= WHAT THIS EXERCISE ASKS =
1) Decide whether each statement below agrees with the Paul Quagliana interview: (a) he grew up in Crosby, between Liverpool and Southport; (b) he left school at the age of 16; (c) he worked on the Dallam Tower Estate for two years. Answer yes or no for each, quoting the words of the interview that settle it.
2) Extract the passage of the Paul Quagliana interview from "At a young age" to "for four years.".
3) According to the Paul Quagliana interview, what was his first job?

= DOCUMENT EXCERPT =
★ ★ ★ ★ ★

Photographer / PAUL QUAGLIANA
Let’s start at the beginning. When did you first become interested in the countryside and country sports?
It seems like a long time ago now. As a young boy I’d always be outside. I used to go ferreting with my dad and at the weekend I’d potter about with the keeper on the local estate. It was a great upbringing. I grew up in a place called Crosby, between Liverpool and Southport. It’s quite a big town now, but when I was young it backed onto villages and the estate came right up to the back door.
So it was a natural progression into gamekeeping?
At a young age I decided that’s what I wanted to do. I left school and home at the age of 15 and went down to West Sussex where I lived on the Arundel Estate in lodgings, working as a keeper boy for the old Duke of Norfolk. It was my first job and I was there for two years before moving back to Lancashire for a beatkeeper’s position on the estate I grew up helping out on. After two years there, I moved to the Lake District to work on the Dallam Tower Estate for four years.

★ ★ ★ ★ ★

= GIVEN MATERIAL =

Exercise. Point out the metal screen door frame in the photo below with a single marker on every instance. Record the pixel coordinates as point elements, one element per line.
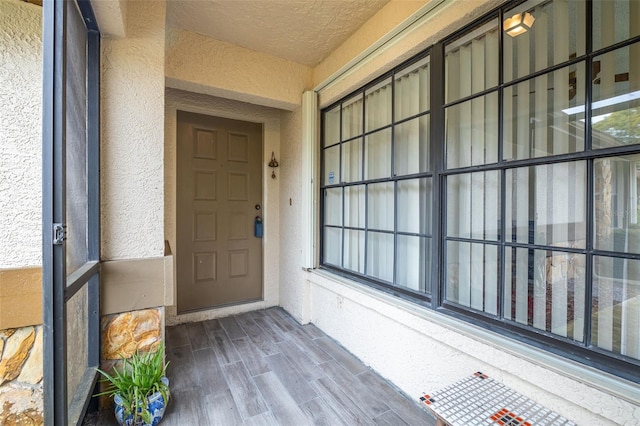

★ ★ ★ ★ ★

= RESPONSES PER TASK =
1)
(a) Yes: "I grew up in a place called Crosby, between Liverpool and Southport."
(b) No: "I left school and home at the age of 15"
(c) No: "I moved to the Lake District to work on the Dallam Tower Estate for four years."

2)
At a young age I decided that’s what I wanted to do. I left school and home at the age of 15 and went down to West Sussex where I lived on the Arundel Estate in lodgings, working as a keeper boy for the old Duke of Norfolk. It was my first job and I was there for two years before moving back to Lancashire for a beatkeeper’s position on the estate I grew up helping out on. After two years there, I moved to the Lake District to work on the Dallam Tower Estate for four years.

3) His first job was as a keeper boy for the old Duke of Norfolk on the Arundel Estate in West Sussex.